**THE TASK**
Reproduce word for word everything in the Lucene segment-merging post from "You are viewing" down to "contrib/benchmark.".

**PASSAGE SHOWN**

· · · · ·

You are viewing a plain text version of this content. The canonical link for it is here.
Posted to dev@lucene.apache.org by "Michael McCandless (JIRA)" <ji...@apache.org> on 2007/07/02 16:16:05 UTC
[jira] Commented: (LUCENE-856) Optimize segment merging
[ https://issues.apache.org/jira/browse/LUCENE-856?page=com.atlassian.jira.plugin.system.issuetabpanels:comment-tabpanel#action_12509576 ]
Michael McCandless commented on LUCENE-856:
-------------------------------------------
I ran a new performance comparison here to test the merging cost of
autoCommit false vs true, this time using Wikipedia content and
contrib/benchmark.
I indexed all of Wikipedia using the patch from LUCENE-843 and the
patch from LUCENE-947, once with autoCommit=true and once with
autoCommit=false. I used this alg (and just changed autocommit=true
to false for the second test):
max.field.length=2147483647
compound=false
analyzer=org.apache.lucene.analysis.SimpleAnalyzer
directory=FSDirectory
ram.flush.mb=32
max.buffered=20000
autocommit=true
doc.stored=true
doc.tokenized=true
doc.term.vector=true
doc.term.vector.offsets=true
doc.term.vector.positions=true
doc.add.log.step=500
docs.dir=enwiki
doc.maker=org.apache.lucene.benchmark.byTask.feeds.DirDocMaker
doc.maker.forever=false
ResetSystemErase
CreateIndex
[{AddDoc}: *] : 4
CloseIndex
RepSumByPref AddDoc
Which means: use 4 threads to index all text from each of the 3.2
million wikipedia docs, with stored fields & term vectors turned on,
using SimpleAnalyzer, flushing when RAM usage hits 32 MB.

· · · · ·

**DATA ROWS**

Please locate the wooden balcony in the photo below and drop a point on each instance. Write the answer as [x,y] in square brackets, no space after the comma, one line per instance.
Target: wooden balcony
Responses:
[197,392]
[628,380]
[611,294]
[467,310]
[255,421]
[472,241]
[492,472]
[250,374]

· · · · ·

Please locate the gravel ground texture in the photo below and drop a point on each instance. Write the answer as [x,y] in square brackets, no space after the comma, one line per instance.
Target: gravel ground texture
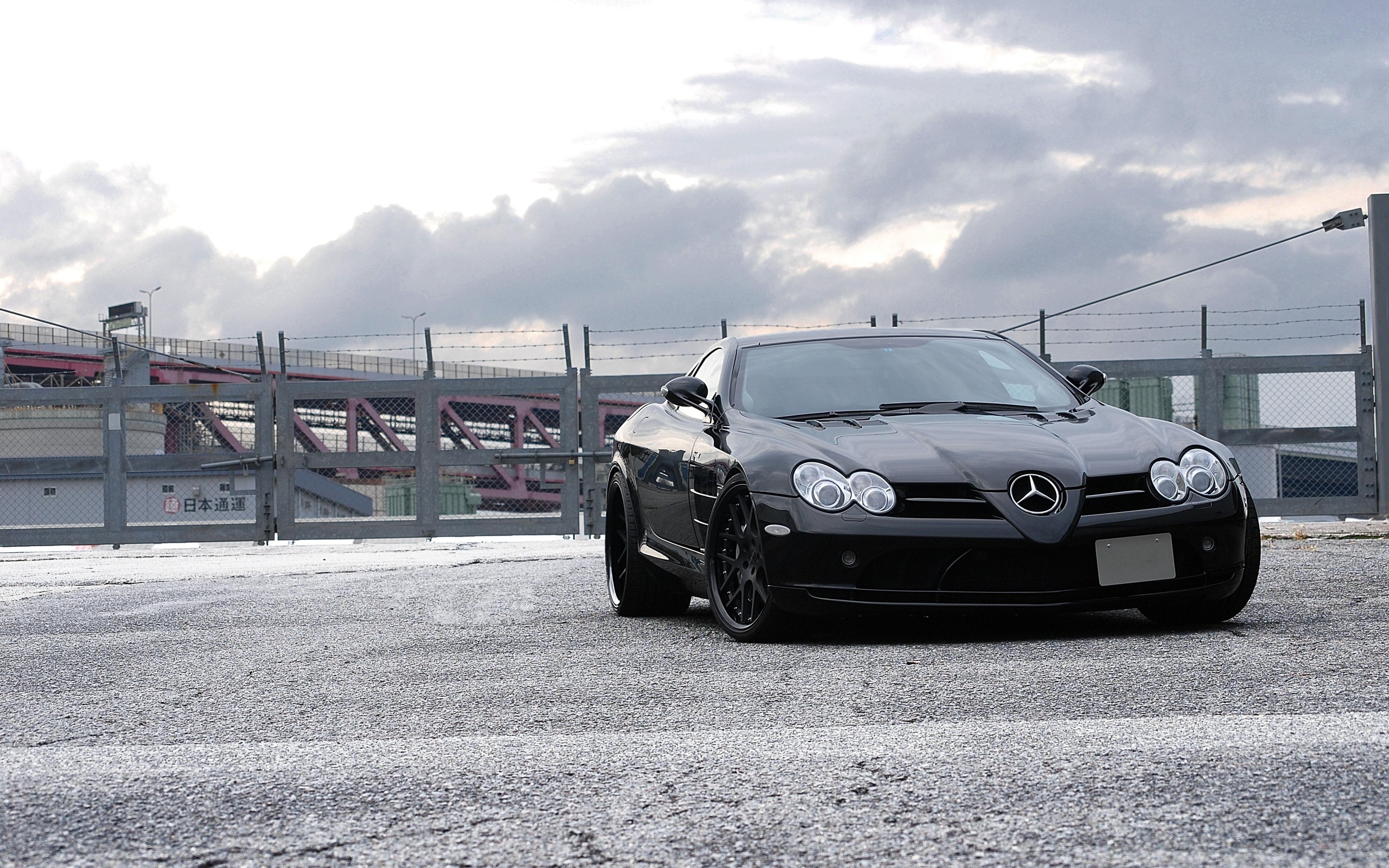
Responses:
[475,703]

· · · · ·

**EXERCISE ANSWER**
You are viewing a plain text version of this content. The canonical link for it is here.
Posted to dev@lucene.apache.org by "Michael McCandless (JIRA)" <ji...@apache.org> on 2007/07/02 16:16:05 UTC
[jira] Commented: (LUCENE-856) Optimize segment merging
[ https://issues.apache.org/jira/browse/LUCENE-856?page=com.atlassian.jira.plugin.system.issuetabpanels:comment-tabpanel#action_12509576 ]
Michael McCandless commented on LUCENE-856:
-------------------------------------------
I ran a new performance comparison here to test the merging cost of
autoCommit false vs true, this time using Wikipedia content and
contrib/benchmark.